## What is required:
Resume the news report on Mubarak's return to Egypt after his gallbladder surgery, starting after its final sentence.

## Document text:
○ ○ ○ ○ ○

CAIRO (Reuters) - Egyptian President Hosni Mubarak will return to Egypt on Saturday following gallbladder surgery in Germany this month, a government minister told Reuters late on Friday.
Mubarak is to arrive on Saturday afternoon to the resort town of Sharm El Sheikh, Information Minister Anas el-Feki said in a text message exchange. The president's return comes three weeks after doctors in Germany removed his gallbladder.
Mubarak's extended absence from the country for medical reasons hit the stock market and reminded Egyptians that the president, in power for almost three decades, has not named a successor.
While his son Gamal is widely touted as a contender, both father and son deny plans to install him.
Other names mooted include former nuclear watchdog chief Mohamed ElBaradei, who in his first public appearance since returning to Egypt last month was meet by supporters chanting "Your are our hope" at Friday prayers.
At a news conference two days before his surgery, Mubarak tartly dismissed any suggestion ElBaradei was a national hero.
State news agency MENA said Mubarak would be received by government ministers and leaders of the armed forces and police.
The early edition of Saturday's al-Gomhuria newspaper said the medical team treating Mubarak was scheduled to hold a news conference on Saturday to announce its final report and to discharge him.

○ ○ ○ ○ ○

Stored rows
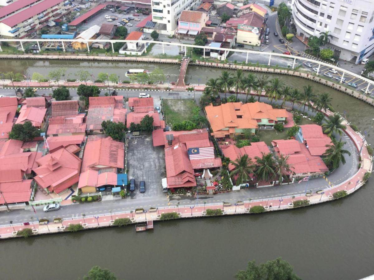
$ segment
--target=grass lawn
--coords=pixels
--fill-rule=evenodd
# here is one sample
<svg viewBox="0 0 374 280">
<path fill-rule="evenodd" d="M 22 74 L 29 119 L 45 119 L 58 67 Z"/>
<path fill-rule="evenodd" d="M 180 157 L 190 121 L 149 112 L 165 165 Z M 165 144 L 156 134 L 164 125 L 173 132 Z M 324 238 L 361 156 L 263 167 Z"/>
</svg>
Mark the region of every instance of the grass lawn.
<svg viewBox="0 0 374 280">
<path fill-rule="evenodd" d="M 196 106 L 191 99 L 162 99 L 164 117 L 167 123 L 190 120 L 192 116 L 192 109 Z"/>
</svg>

○ ○ ○ ○ ○

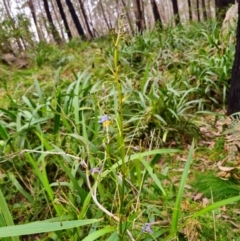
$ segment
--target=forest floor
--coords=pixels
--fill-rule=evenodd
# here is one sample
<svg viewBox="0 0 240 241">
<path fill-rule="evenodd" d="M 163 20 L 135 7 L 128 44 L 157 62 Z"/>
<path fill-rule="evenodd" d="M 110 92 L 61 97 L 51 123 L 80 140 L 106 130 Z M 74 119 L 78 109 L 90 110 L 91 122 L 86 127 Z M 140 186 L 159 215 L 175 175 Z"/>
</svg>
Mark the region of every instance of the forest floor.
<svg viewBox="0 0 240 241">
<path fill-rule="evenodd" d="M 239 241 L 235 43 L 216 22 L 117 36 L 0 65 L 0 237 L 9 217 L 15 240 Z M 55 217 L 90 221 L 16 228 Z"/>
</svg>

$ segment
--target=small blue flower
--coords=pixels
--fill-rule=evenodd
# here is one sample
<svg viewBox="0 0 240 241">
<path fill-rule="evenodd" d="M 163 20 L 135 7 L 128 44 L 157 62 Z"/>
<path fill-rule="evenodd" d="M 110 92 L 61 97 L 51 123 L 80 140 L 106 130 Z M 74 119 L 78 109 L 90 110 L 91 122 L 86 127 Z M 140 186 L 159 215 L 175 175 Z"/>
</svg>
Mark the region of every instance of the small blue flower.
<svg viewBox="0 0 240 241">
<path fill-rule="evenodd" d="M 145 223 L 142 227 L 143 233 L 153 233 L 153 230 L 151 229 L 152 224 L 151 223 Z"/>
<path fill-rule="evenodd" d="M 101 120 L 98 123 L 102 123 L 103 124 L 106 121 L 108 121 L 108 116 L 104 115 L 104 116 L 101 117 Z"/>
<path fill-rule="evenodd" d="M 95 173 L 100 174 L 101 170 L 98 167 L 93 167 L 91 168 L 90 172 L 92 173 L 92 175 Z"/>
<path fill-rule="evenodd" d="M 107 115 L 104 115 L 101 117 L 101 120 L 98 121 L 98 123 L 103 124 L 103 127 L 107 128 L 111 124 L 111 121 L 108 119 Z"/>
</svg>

○ ○ ○ ○ ○

## Exercise result:
But a hospital spokeswoman could not confirm Mubarak was leaving and had no information about any news conference. The hospital has a policy of patient confidentiality, she said.
The 81-year-old president had benign tissue removed during the operation conducted at Heidelberg University Hospital in Germany on March 6.
Mubarak has not said whether he plans to run for a sixth six-year term in a presidential election due in 2011.
Mubarak handed presidential powers to Prime Minister Ahmed Nazif just before the operation, and has not yet officially taken them back, although he was shown on television speaking on the telephone with foreign leaders and local officials while in hospital.
Egypt's stock market fell sharply in the days after the president's operation, before steadying when images of him sitting and chatting with doctors were broadcast on March 16.